• _TRECHO DA PÁGINA_:
-------
Onde Ricardo Aleixo é mordaz,
até o limite de uma rispidez que
não poupa ninguém (nem o próprio poeta), Ricardo Lima é contemplativo, nos confins de uma
melancolia que se compraz consigo mesma. Em ambos, temos como ponto de partida um negativismo que é causa e finalidade da
escrita.
"Aos poetas, dados/ à rapina como são,/ apraz versar/ sobre tudo
o que, morto/ ou vivo, existe, ao
que parece,/ só para acabar em livro", escreve Aleixo em poema
que fala da execução do terrorista
norte-americano Timothy
McVeigh e faz citações de Oswald
de Andrade, Drummond e Mallarmé para dissecar a mórbida
máquina do mundo: "Já nascemos meio mortos./ E continuamos a morrer".
"No retrato prata/ dos antepassados/ uma rua/ que não leva
mais/ para casa", diz Lima em alguns dos tantos versos em que os
traumas do presente (mortes, ausências, perdas) estão associados
às cinzas de memórias familiares
e reminiscências infantis.
Para ter idéia de como esses livros se inserem em suas trajetórias, porém, é preciso analisá-los
separadamente. "Máquina Zero"
é o quinto título de Aleixo e marca
uma mudança em relação à sintaxe decupada e às experiências etnopoéticas dos livros anteriores.
Destes, ele conserva a economia
formal e o sentido rítmico apurado, cuja mescla singular resultava
numa espécie de melodia pós-concretista. A tônica de "Máquina
Zero", contudo, é o escárnio e o
maldizer.
Embora alguns poemas sugiram um vanguardismo surrado,
que investe contra um suposto
conservadorismo poético ("prefiro a paciente/ proeza das traças,/
meu rapaz,/ aos versinhos/ bem
traçados/ dos quais/ te mostras
capaz"), Aleixo consegue manter
uma ironia que funciona de contraveneno para qualquer laivo de
mau humor panfletário.
Os melhores exemplos disso são
"Exercício de Lira Maldizente"
-------
• _DADOS FORNECIDOS_:
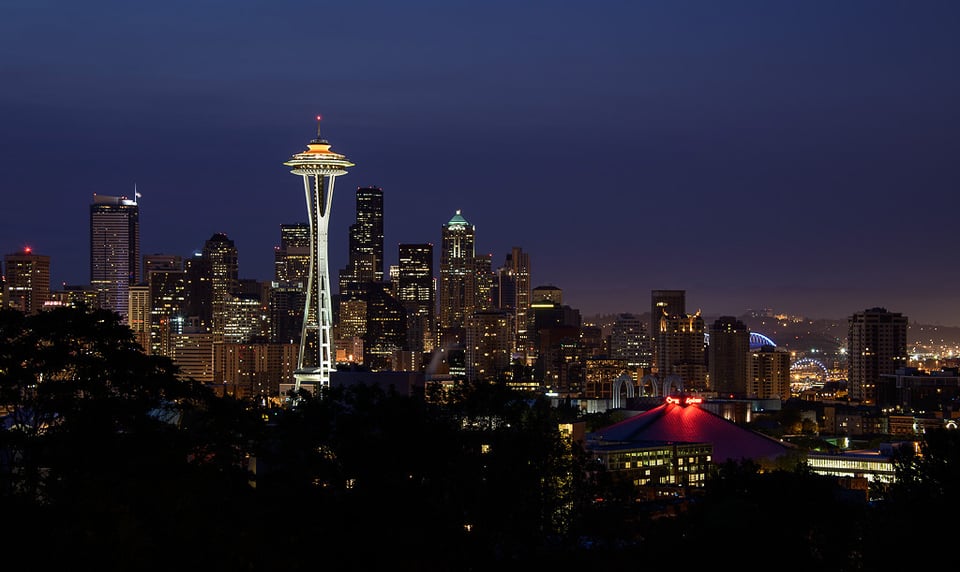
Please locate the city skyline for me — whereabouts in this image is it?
-------
• _ENUNCIADO A_:
Responda com base no trecho da página:
(i) Qual é a posição de "Máquina Zero" na obra de Aleixo?
(ii) De qual terrorista trata o poema de Aleixo que cita Oswald de Andrade, Drummond e Mallarmé?
(iii) Nos versos de Lima, a que se associam os traumas do presente?
• _ENUNCIADO B_: Reproduza o trecho da página entre "Embora alguns poemas" e "mau humor panfletário.", inclusive.

• _RESPOSTA COMENTADA A_:
(i) É o quinto título de Aleixo.
(ii) Do terrorista norte-americano Timothy McVeigh.
(iii) Às cinzas de memórias familiares e a reminiscências infantis.

• _RESPOSTA COMENTADA B_:
Embora alguns poemas sugiram um vanguardismo surrado,
que investe contra um suposto
conservadorismo poético ("prefiro a paciente/ proeza das traças,/
meu rapaz,/ aos versinhos/ bem
traçados/ dos quais/ te mostras
capaz"), Aleixo consegue manter
uma ironia que funciona de contraveneno para qualquer laivo de
mau humor panfletário.